Texto para leitura
Notícia dessa semana dá conta de que o Brasil terá um problema adicional para realizar a vacinação em massa de sua população, contra o coronavírus. Não bastassem a indefinição quanto à compra, com birra política sendo obstáculo para escolha de qual vacina usar; não bastasse o sério problema de armazenagem e transporte do produto, devido à falta de infraestrutura e por causa das dimensões continentais do país; tudo agravado por equipes técnicas em número insuficiente e sem o treinamento adequado; agora se fica sabendo que a indústria não está preparada para produzir seringas em número suficiente para as aplicações.
Essa situação desmascara dois mitos de uma só vez. O primeiro é que a iniciativa privada e seu “Deus Mercado” tudo preveem, tudo podem e tudo satisfazem, sendo o suprassumo da competência. Como assim, se ela não se deu conta de que havia uma imensa oportunidade de lucro na produção de seringas? O segundo é que os militares em geral têm uma inteligência privilegiada, são preparados e estratégicos, superiores a qualquer civil. Como assim, se o ministro da Saúde é um general da ativa e ele não se deu conta de que teria que agir antes, diante de uma óbvia necessidade, algo mais do que previsível?

Itens
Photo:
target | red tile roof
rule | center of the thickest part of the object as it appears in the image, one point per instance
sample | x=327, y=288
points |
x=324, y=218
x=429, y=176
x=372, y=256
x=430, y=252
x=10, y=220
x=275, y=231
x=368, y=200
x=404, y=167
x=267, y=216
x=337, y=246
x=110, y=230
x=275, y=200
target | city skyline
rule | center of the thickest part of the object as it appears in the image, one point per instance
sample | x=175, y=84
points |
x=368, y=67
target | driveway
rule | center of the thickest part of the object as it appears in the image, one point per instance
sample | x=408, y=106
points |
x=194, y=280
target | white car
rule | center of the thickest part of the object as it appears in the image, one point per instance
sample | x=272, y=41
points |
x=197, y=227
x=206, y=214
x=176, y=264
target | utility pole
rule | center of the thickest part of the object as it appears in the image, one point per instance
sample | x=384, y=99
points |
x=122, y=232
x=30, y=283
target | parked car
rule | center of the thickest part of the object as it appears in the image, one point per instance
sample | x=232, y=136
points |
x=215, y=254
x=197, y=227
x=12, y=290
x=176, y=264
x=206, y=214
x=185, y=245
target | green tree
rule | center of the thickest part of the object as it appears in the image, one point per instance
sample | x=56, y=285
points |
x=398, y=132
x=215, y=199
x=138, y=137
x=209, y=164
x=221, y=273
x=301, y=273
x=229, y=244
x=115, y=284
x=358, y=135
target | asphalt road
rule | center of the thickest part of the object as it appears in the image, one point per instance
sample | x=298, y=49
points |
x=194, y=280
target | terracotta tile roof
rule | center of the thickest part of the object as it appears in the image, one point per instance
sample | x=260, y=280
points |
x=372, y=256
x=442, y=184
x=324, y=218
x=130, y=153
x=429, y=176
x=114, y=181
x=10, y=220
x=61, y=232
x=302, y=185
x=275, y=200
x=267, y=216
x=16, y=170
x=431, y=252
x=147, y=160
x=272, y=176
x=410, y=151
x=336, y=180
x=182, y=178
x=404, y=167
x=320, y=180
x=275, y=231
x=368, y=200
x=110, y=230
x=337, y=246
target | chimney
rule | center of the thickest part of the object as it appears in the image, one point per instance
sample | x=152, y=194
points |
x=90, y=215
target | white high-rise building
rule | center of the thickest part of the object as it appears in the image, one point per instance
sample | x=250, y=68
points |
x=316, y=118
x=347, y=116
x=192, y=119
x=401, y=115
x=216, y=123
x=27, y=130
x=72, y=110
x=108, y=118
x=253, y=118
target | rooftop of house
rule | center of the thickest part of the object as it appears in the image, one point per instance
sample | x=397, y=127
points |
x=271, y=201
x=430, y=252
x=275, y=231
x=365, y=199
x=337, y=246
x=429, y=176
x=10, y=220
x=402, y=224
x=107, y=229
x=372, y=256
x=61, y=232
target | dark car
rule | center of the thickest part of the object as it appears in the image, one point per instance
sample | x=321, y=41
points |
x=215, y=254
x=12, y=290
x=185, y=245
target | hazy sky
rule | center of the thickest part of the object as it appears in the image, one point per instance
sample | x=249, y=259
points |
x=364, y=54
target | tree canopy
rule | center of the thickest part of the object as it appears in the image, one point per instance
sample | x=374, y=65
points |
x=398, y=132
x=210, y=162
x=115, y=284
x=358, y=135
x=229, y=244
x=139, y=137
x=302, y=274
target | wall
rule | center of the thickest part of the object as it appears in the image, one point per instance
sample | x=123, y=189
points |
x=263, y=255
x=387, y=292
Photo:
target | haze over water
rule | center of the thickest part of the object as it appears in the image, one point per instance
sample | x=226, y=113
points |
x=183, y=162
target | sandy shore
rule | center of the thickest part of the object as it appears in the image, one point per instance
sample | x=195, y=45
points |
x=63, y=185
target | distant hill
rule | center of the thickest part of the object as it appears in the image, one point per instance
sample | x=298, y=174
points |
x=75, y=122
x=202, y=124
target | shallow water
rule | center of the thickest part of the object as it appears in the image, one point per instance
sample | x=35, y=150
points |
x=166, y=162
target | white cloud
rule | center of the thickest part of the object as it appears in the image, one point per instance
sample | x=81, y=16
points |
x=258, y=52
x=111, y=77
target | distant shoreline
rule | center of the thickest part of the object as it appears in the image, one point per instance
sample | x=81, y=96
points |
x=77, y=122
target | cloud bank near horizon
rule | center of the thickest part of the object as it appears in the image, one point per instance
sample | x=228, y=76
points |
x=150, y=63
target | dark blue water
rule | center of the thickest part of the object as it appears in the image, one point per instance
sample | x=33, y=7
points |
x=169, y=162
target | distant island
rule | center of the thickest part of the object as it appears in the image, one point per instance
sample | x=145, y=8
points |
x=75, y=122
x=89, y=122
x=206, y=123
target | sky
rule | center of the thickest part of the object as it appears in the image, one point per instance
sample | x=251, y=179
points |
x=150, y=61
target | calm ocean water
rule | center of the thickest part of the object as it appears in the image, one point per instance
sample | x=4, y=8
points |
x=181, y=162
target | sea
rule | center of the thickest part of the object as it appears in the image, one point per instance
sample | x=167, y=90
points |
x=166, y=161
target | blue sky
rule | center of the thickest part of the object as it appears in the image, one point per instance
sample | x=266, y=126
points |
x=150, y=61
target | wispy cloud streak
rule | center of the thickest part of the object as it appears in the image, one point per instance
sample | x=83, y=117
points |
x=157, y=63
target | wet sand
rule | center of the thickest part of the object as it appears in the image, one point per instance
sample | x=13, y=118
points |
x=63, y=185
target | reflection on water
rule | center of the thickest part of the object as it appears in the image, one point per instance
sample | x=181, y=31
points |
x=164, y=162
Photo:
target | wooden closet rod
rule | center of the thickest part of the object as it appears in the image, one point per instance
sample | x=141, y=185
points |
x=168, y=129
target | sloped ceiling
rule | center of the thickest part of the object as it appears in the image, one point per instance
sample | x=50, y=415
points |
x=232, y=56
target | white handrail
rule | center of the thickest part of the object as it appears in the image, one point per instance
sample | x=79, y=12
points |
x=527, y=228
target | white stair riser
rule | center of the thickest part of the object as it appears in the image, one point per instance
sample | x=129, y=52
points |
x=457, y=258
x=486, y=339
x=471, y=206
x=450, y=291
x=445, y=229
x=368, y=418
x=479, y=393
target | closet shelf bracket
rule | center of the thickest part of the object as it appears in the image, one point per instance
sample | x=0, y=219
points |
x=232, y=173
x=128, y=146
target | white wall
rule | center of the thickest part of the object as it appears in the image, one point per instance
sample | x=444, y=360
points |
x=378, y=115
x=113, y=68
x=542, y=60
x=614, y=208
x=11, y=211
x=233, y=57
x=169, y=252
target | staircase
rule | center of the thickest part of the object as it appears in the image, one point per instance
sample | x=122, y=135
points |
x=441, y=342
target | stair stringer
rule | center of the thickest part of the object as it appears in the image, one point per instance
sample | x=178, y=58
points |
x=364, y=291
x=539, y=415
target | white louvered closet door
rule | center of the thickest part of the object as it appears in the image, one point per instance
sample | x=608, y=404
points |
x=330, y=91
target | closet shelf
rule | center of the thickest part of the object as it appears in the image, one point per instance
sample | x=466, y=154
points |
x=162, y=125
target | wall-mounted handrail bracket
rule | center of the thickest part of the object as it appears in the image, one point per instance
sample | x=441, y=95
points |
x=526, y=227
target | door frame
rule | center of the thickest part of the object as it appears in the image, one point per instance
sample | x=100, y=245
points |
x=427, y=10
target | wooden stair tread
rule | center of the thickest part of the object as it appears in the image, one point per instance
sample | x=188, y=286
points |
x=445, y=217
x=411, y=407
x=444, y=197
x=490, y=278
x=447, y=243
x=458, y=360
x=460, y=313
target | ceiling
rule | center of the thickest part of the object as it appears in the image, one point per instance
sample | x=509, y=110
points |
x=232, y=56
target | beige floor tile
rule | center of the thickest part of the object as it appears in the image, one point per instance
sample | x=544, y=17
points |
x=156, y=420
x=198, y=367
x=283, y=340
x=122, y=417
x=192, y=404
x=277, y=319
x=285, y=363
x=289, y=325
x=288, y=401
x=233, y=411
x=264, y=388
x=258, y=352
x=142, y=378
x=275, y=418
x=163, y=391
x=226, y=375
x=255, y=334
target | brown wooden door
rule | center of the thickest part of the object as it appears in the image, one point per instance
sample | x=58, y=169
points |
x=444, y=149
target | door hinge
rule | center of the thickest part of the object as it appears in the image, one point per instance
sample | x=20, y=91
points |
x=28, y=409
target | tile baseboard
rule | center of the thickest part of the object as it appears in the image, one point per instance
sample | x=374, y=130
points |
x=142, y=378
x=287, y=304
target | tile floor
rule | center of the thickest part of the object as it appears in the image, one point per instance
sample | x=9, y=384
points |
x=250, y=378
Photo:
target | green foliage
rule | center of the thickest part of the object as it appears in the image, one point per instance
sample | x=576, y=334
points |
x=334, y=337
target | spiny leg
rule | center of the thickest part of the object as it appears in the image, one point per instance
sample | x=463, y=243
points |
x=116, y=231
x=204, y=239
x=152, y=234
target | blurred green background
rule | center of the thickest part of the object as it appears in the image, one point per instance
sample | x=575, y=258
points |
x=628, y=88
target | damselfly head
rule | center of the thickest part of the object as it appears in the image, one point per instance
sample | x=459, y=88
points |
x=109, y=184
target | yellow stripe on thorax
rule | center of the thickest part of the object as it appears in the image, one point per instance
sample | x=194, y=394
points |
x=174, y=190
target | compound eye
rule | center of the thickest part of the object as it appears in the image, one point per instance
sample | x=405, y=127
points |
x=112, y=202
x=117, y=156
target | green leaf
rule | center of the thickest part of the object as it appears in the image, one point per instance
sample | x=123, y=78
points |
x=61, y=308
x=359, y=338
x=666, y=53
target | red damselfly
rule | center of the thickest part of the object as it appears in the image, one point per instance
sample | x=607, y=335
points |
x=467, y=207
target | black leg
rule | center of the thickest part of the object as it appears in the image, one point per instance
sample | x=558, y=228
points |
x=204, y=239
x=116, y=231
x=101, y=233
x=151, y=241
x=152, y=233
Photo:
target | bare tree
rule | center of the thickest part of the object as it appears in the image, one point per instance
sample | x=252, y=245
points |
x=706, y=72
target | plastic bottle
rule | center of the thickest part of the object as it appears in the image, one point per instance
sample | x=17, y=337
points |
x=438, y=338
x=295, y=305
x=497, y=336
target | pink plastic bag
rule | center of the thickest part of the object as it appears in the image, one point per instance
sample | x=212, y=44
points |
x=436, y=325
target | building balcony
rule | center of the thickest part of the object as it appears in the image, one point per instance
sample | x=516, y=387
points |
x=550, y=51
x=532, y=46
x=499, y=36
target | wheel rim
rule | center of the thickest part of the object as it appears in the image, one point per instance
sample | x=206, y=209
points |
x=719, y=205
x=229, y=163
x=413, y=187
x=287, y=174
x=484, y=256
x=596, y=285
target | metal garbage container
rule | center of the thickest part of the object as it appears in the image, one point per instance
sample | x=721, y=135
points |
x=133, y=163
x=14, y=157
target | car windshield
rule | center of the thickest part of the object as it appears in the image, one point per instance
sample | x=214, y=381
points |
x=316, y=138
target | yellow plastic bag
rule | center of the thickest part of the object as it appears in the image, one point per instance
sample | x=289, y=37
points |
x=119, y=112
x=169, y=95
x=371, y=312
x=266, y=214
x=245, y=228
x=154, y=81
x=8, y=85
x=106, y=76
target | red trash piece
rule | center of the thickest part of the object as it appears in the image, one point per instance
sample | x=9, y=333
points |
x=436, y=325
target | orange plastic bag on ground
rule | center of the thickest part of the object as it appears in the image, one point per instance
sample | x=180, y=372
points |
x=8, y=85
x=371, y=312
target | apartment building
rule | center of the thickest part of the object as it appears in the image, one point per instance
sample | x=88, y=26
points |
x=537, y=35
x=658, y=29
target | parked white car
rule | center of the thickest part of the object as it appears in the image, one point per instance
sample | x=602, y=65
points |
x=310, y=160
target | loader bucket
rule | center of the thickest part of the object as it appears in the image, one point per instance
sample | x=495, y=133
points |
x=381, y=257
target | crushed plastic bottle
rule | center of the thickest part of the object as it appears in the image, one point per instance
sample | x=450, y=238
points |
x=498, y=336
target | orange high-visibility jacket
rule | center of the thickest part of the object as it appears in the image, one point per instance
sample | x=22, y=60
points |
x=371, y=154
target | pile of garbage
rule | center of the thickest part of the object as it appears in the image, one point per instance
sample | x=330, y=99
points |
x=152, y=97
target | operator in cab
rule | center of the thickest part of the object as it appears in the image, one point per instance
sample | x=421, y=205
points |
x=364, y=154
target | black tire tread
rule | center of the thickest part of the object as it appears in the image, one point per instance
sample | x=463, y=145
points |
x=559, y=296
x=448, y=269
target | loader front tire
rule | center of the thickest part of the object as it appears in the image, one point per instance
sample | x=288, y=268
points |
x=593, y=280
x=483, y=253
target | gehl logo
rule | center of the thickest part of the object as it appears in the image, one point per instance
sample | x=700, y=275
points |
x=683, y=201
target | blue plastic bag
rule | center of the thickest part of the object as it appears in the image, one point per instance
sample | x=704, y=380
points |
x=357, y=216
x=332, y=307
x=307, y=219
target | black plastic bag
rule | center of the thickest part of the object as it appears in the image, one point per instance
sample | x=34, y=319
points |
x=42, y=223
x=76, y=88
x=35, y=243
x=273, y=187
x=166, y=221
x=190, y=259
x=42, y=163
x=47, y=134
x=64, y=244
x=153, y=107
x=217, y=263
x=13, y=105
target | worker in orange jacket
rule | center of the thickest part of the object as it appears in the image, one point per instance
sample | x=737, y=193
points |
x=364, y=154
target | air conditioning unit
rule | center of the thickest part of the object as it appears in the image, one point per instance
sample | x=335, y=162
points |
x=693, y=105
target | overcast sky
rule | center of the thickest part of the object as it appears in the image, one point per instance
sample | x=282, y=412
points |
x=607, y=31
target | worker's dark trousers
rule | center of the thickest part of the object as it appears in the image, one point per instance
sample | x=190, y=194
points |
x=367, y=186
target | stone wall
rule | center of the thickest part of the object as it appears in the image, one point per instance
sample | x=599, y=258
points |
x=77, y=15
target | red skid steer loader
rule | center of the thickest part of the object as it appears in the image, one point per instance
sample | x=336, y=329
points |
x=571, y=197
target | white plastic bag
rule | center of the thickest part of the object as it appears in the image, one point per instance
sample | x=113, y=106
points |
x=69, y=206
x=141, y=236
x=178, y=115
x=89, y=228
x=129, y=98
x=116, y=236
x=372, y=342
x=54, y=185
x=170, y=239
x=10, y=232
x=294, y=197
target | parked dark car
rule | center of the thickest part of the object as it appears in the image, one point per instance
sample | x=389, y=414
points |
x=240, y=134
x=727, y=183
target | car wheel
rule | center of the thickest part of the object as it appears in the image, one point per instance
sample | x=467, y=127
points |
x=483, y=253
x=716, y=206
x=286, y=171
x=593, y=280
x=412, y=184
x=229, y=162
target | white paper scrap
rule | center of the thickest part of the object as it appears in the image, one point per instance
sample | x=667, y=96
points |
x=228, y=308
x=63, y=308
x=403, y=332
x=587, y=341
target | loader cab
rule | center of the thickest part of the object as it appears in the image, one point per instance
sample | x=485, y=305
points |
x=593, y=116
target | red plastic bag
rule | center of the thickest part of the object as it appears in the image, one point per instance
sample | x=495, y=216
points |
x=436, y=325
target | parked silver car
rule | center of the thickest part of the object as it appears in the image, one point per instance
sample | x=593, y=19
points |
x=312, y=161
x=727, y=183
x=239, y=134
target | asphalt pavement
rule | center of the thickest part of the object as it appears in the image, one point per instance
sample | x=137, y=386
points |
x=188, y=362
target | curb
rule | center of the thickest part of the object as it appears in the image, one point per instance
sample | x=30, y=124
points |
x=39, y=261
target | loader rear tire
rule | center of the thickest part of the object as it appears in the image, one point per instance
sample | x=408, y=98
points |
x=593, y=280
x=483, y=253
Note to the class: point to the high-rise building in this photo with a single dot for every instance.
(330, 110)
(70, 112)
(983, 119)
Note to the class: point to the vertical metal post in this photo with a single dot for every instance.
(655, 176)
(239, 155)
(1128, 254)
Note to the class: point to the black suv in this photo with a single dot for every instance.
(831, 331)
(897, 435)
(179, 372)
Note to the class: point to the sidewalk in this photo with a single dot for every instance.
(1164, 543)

Tarefas
a. Diga, por favor, se cada afirmação abaixo está de acordo com o texto sobre a vacinação, respondendo sim ou não e citando literalmente as palavras decisivas: (i) a indústria não está preparada para fabricar seringas em quantidade suficiente; (ii) o ministro da Saúde é um civil; (iii) as equipes técnicas são numerosas e bem treinadas.
b. Altere o trecho do texto sobre a vacinação que vai de "Essa situação desmascara" até "do que previsível?", inclusive, trocando "general da ativa" por "almirante da ativa".

Respostas por tarefa
a.
(i) Sim: "a indústria não está preparada para produzir seringas em número suficiente para as aplicações".
(ii) Não: "o ministro da Saúde é um general da ativa".
(iii) Não: "equipes técnicas em número insuficiente e sem o treinamento adequado".

b.
Essa situação desmascara dois mitos de uma só vez. O primeiro é que a iniciativa privada e seu “Deus Mercado” tudo preveem, tudo podem e tudo satisfazem, sendo o suprassumo da competência. Como assim, se ela não se deu conta de que havia uma imensa oportunidade de lucro na produção de seringas? O segundo é que os militares em geral têm uma inteligência privilegiada, são preparados e estratégicos, superiores a qualquer civil. Como assim, se o ministro da Saúde é um almirante da ativa e ele não se deu conta de que teria que agir antes, diante de uma óbvia necessidade, algo mais do que previsível?